# Your goal
Find each row below that contains the string "metal" and copy those rows in full. Case counts.
━━ Dataset excerpts ━━
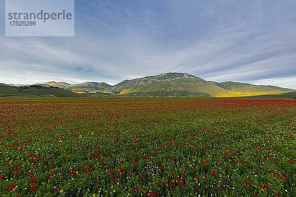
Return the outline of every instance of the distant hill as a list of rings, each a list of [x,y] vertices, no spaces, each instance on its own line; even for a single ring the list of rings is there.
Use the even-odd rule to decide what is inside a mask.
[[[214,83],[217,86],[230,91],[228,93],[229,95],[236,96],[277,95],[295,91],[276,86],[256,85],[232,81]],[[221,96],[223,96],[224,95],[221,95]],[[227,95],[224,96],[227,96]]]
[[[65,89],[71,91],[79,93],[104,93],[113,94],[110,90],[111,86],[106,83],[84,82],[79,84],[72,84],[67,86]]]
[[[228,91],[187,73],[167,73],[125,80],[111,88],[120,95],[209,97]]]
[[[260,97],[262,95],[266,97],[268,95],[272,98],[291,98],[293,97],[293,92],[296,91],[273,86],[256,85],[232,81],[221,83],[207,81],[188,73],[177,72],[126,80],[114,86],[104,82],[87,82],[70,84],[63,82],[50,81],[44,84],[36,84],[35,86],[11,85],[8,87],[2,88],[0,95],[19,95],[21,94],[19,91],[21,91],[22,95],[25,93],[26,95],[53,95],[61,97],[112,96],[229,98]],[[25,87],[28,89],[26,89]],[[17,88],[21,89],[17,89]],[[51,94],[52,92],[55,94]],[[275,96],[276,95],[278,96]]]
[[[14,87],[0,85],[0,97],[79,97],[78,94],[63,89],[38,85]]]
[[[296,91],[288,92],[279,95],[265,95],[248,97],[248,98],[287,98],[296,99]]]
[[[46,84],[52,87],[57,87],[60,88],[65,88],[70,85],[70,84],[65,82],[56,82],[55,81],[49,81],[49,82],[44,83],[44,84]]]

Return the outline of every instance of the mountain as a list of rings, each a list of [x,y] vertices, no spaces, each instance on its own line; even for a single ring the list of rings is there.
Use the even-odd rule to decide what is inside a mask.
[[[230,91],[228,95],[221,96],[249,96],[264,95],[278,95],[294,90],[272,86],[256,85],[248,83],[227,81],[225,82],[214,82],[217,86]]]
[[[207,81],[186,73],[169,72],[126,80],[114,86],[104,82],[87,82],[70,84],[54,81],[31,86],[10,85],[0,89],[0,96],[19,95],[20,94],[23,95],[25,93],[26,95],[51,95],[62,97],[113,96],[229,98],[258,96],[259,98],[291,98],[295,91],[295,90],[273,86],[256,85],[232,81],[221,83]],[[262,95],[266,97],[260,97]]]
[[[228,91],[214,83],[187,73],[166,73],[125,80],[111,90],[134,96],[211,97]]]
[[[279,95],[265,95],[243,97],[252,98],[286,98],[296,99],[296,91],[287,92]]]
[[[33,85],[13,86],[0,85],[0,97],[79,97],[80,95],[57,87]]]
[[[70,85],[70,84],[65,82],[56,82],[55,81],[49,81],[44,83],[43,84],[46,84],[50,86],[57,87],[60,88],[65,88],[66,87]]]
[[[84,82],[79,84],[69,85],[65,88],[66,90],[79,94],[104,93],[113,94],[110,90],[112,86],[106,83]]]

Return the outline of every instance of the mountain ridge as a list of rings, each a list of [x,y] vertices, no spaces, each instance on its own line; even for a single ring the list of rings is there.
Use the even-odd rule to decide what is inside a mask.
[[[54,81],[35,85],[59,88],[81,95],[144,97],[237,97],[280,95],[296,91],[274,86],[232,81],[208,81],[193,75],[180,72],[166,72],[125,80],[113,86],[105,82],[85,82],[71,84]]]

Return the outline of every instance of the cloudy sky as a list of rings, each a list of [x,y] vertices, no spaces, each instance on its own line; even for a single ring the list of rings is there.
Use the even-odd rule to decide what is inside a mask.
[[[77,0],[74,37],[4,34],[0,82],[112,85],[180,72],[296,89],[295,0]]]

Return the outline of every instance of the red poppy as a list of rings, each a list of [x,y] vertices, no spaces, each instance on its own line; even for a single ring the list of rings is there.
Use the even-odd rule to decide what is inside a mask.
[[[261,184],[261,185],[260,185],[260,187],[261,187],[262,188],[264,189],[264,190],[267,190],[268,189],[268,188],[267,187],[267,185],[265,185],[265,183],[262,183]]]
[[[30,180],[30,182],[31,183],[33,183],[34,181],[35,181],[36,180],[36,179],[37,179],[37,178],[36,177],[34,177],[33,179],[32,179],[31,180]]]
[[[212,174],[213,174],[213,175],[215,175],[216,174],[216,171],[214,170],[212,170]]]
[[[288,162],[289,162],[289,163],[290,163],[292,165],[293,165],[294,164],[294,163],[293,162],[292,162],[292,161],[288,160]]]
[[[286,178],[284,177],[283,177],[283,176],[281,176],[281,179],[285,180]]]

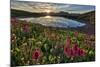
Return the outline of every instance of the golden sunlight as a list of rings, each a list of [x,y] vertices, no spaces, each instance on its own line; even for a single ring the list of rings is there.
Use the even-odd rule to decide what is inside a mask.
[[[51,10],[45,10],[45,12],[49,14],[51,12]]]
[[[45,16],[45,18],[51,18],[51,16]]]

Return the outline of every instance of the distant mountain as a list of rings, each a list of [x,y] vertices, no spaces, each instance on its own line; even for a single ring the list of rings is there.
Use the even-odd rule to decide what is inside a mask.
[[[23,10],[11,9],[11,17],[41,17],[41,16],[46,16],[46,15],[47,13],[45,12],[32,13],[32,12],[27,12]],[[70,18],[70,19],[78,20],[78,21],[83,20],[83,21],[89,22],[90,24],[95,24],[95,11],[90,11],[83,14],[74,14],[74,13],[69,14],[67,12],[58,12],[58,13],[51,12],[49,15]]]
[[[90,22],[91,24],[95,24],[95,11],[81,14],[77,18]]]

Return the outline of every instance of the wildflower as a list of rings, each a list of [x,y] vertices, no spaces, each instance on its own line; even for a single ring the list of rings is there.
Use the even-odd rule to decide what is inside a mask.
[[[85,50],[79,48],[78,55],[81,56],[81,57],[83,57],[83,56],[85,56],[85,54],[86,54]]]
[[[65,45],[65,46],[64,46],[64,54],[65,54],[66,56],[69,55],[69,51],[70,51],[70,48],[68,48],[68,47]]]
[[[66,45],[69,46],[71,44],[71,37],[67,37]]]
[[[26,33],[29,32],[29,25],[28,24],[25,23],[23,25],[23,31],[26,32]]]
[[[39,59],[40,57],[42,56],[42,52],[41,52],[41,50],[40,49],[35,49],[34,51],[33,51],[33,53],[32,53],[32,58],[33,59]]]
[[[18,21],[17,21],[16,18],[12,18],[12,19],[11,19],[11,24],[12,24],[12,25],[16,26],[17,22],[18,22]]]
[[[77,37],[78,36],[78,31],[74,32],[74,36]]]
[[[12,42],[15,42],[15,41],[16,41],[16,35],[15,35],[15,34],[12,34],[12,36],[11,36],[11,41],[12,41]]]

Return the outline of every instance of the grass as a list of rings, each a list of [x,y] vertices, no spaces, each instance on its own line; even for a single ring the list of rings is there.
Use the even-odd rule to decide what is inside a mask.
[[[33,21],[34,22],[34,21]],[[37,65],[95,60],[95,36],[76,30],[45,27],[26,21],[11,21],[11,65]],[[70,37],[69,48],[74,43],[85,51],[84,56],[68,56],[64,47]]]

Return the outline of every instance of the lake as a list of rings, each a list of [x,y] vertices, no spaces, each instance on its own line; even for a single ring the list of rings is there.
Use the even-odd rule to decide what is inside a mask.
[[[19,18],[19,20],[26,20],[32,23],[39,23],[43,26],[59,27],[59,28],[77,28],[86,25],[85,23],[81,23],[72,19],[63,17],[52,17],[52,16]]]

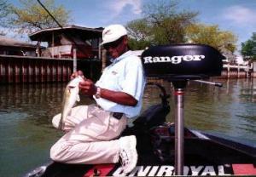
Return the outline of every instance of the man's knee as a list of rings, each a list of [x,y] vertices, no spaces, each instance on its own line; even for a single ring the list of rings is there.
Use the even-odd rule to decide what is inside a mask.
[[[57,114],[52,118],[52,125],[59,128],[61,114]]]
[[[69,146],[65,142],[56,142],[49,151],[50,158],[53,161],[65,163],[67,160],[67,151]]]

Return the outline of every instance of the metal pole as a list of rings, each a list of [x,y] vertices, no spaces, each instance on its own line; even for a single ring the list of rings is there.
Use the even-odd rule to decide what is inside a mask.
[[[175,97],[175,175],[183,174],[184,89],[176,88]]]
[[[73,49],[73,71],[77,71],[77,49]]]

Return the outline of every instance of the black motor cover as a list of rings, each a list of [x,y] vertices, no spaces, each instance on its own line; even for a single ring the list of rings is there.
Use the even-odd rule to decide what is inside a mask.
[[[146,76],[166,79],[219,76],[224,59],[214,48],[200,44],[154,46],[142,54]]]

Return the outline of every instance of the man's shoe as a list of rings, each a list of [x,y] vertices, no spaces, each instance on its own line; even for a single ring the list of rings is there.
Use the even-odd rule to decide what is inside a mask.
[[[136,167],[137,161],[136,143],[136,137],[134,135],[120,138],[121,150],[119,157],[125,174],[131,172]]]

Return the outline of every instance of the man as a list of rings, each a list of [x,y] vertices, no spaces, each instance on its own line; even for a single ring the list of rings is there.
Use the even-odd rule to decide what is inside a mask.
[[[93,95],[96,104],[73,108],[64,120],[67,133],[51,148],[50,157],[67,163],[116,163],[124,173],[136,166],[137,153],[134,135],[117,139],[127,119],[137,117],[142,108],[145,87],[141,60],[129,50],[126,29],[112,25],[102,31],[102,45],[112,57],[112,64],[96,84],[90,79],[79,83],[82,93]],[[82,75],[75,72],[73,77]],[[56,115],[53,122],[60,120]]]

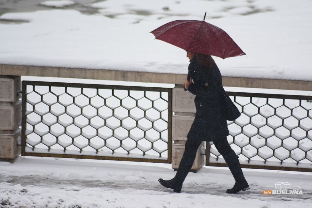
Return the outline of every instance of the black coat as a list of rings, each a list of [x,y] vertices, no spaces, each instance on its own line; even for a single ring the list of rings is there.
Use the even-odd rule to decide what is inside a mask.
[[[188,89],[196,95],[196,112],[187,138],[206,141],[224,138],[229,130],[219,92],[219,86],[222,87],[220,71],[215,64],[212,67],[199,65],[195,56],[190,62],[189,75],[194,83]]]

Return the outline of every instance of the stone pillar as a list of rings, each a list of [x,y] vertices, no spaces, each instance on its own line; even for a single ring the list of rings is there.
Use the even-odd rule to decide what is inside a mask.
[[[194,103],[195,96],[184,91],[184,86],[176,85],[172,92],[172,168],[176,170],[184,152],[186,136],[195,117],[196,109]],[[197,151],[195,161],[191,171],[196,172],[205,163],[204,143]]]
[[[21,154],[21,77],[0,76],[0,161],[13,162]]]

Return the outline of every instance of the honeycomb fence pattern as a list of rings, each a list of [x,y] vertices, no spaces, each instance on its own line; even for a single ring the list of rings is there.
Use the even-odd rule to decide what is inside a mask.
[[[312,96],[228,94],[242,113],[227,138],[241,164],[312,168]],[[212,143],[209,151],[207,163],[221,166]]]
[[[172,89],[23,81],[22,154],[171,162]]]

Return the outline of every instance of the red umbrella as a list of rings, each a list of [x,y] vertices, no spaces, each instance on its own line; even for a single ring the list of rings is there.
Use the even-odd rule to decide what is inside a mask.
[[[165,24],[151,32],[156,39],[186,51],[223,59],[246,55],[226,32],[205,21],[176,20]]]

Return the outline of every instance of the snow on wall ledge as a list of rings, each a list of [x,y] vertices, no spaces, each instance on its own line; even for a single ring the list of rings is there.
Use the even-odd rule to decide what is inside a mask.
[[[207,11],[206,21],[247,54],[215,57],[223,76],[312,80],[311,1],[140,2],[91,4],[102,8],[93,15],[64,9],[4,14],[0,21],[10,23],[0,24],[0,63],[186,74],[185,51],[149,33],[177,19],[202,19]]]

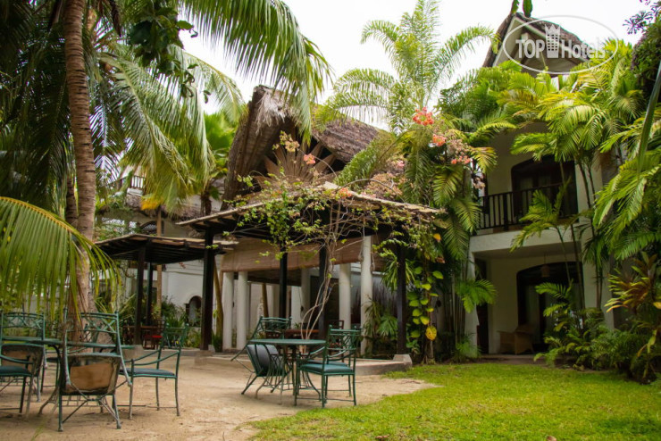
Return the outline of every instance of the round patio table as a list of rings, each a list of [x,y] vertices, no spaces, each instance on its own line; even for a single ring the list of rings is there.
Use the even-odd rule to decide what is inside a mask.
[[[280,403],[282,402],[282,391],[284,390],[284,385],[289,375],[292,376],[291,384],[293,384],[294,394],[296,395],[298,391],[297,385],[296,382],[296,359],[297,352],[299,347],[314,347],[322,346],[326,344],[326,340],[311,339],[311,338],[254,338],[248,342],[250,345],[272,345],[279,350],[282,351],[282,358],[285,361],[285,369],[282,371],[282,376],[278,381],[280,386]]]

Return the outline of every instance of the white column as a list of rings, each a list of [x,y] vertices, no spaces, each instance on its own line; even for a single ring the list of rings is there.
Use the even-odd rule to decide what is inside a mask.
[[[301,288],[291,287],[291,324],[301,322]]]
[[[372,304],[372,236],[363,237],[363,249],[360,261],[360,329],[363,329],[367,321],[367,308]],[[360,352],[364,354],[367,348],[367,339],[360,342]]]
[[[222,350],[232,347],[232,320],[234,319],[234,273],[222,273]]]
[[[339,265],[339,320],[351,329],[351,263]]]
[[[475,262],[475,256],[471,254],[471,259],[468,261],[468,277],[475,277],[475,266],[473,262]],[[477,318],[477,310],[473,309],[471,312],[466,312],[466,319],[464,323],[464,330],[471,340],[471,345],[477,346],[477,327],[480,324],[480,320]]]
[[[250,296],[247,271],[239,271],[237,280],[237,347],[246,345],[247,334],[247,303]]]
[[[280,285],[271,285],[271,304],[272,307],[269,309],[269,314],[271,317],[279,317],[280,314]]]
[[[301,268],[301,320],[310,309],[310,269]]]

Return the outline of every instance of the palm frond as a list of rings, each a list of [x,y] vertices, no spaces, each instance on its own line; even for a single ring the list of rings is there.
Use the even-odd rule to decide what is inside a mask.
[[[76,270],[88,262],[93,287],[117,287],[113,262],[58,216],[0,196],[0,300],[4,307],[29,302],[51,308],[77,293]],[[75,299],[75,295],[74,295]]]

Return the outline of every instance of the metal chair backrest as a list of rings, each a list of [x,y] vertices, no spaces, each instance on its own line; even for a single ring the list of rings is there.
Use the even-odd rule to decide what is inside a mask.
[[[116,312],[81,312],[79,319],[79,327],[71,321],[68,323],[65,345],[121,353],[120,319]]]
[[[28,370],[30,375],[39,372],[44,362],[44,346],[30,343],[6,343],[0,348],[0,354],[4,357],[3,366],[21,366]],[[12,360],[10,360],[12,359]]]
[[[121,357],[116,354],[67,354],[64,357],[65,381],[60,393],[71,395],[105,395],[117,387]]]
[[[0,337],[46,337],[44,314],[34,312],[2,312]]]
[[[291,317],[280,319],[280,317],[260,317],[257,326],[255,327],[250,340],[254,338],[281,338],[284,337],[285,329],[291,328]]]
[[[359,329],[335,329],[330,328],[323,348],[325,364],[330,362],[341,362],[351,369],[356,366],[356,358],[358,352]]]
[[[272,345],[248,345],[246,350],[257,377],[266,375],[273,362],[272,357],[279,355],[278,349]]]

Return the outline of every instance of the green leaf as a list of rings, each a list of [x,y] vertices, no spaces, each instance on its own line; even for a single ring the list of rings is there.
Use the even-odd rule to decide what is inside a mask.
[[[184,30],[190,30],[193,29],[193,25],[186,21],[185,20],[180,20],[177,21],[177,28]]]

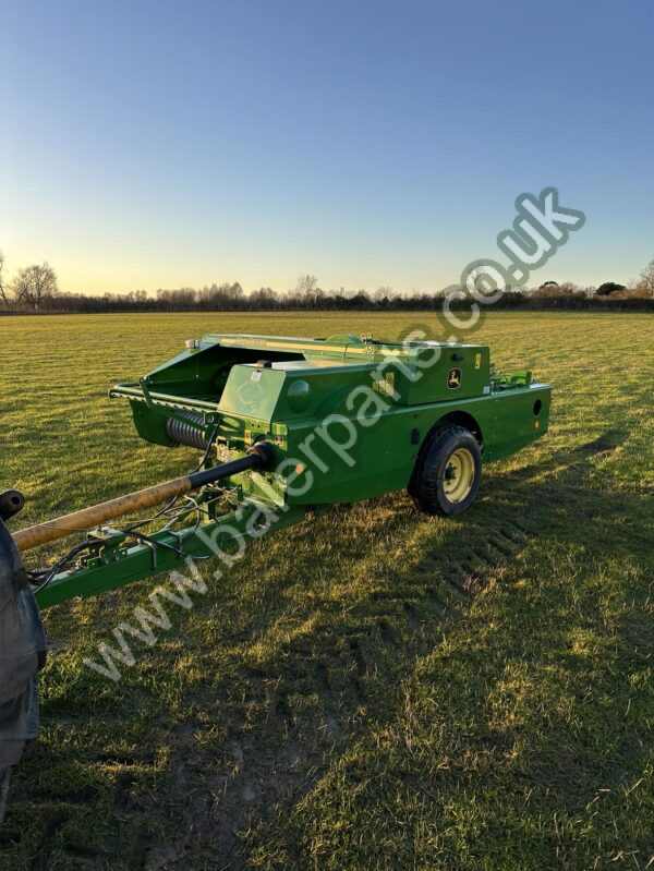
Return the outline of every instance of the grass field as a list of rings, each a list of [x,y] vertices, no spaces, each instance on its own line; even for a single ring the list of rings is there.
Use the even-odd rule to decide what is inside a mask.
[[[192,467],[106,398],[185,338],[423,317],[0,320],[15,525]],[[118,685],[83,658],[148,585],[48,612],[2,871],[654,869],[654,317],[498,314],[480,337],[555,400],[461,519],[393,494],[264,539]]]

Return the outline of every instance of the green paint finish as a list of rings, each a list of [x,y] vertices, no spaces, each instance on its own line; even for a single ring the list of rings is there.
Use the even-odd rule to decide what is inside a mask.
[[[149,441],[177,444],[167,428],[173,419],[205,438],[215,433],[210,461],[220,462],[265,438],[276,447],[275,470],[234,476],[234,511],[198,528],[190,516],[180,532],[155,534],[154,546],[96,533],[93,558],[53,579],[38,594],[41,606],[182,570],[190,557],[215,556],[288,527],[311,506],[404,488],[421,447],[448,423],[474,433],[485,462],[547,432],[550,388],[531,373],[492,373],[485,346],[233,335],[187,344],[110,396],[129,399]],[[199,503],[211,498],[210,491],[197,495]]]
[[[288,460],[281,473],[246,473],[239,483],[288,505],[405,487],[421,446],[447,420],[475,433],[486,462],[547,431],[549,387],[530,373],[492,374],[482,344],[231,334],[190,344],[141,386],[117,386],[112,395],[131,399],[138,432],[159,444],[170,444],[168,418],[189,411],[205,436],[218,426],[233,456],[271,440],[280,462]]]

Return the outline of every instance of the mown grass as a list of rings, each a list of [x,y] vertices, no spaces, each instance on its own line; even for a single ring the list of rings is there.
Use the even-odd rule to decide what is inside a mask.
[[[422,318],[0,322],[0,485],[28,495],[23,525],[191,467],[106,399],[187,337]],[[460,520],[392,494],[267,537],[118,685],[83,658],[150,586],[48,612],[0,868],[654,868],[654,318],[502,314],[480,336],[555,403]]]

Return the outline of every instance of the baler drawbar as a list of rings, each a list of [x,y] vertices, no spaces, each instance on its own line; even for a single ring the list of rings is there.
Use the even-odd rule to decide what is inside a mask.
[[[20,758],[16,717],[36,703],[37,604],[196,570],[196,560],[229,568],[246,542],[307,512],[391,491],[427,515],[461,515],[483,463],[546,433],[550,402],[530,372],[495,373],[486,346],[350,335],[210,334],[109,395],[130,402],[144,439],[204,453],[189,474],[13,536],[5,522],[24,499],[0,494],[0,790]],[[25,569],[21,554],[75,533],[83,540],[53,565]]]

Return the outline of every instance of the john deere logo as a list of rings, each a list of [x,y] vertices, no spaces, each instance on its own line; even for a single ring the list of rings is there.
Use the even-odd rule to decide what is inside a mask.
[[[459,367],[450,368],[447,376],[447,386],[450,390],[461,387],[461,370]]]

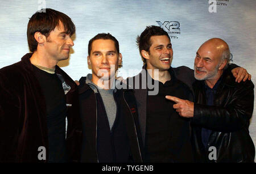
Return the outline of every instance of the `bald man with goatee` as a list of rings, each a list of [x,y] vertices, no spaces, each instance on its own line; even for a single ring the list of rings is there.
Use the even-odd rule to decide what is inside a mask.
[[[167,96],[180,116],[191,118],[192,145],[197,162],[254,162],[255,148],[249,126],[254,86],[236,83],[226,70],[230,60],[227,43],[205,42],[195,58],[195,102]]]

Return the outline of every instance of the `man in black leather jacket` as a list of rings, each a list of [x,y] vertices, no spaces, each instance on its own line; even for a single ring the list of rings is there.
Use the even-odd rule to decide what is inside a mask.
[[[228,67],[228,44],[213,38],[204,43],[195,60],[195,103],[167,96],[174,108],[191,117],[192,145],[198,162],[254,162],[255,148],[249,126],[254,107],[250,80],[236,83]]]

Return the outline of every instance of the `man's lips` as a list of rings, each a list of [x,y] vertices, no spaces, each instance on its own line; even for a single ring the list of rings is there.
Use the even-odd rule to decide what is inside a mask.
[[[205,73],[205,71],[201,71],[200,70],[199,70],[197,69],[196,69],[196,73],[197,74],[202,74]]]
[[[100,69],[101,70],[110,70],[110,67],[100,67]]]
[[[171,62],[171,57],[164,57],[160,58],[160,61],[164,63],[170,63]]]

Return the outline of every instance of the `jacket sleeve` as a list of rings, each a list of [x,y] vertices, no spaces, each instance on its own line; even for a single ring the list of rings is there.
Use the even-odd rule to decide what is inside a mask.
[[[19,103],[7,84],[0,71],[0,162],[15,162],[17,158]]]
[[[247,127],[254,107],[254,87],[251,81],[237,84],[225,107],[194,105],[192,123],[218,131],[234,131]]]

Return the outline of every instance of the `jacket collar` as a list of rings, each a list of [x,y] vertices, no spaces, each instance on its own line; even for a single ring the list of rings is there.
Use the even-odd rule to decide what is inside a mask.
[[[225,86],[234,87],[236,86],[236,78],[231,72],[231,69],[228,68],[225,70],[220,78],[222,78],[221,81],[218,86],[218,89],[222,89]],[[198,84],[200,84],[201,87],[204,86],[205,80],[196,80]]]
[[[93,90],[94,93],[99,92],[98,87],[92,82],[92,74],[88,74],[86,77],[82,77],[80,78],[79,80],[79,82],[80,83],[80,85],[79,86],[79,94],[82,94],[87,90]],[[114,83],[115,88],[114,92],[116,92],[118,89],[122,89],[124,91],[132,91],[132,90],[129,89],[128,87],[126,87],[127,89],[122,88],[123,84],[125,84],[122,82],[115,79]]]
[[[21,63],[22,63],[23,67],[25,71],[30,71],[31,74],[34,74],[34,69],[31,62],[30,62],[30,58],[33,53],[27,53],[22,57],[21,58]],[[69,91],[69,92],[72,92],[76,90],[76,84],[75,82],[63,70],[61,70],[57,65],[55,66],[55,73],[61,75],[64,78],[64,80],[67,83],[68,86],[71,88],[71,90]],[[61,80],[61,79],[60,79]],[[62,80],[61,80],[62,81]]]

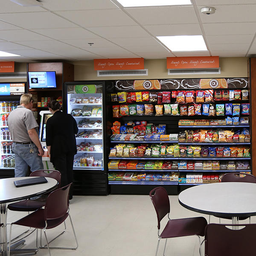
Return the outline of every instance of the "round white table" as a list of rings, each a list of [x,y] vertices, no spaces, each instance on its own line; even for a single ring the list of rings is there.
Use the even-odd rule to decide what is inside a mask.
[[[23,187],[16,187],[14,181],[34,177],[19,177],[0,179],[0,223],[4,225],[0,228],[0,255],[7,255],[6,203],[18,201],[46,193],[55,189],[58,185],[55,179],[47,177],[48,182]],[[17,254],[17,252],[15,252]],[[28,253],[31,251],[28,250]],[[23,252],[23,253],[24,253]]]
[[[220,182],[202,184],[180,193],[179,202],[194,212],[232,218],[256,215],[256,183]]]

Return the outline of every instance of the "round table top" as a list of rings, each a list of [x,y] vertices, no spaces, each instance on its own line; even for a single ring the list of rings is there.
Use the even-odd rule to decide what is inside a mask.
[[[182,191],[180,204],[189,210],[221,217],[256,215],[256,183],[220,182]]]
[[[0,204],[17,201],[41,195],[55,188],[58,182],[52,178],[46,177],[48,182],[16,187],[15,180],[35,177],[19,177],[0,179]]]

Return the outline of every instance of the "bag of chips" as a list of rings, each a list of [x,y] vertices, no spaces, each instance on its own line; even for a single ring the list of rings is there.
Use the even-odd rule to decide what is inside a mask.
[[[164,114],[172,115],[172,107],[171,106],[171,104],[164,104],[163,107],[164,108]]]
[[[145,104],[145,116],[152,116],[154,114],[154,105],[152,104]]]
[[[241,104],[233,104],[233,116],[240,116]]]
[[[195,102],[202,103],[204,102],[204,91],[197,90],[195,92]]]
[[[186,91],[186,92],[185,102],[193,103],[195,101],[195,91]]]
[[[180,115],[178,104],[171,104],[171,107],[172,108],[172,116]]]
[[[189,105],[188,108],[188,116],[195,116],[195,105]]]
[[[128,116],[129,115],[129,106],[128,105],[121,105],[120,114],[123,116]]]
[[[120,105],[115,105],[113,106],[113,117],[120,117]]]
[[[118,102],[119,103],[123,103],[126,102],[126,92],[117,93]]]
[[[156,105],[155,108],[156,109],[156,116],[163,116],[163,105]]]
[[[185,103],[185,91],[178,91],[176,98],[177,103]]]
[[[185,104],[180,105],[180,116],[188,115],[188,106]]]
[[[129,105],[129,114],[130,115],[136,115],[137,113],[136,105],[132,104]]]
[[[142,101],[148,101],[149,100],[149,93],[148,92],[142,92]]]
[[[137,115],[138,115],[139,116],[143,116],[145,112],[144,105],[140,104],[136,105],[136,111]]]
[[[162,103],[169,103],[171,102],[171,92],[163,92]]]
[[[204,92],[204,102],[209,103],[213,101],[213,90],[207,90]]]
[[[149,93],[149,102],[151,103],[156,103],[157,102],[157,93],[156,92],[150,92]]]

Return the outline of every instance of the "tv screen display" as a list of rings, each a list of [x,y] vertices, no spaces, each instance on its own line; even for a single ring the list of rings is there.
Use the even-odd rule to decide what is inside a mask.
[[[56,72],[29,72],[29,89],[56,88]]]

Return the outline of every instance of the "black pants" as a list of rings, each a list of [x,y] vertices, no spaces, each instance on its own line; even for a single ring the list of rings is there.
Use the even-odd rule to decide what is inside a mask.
━━━
# Full answer
Return the outline of every instance of the metal pole as a list of rings, each a list of [x,y] vertices, no spaces, each instance on its own line; even for a single ring the list of rings is there.
Return the outline of every instance of the metal chair backrest as a list of rings, each a list of [x,y] vertices, no spaces, each instance on its own line; even for a single ring the list of rings is there.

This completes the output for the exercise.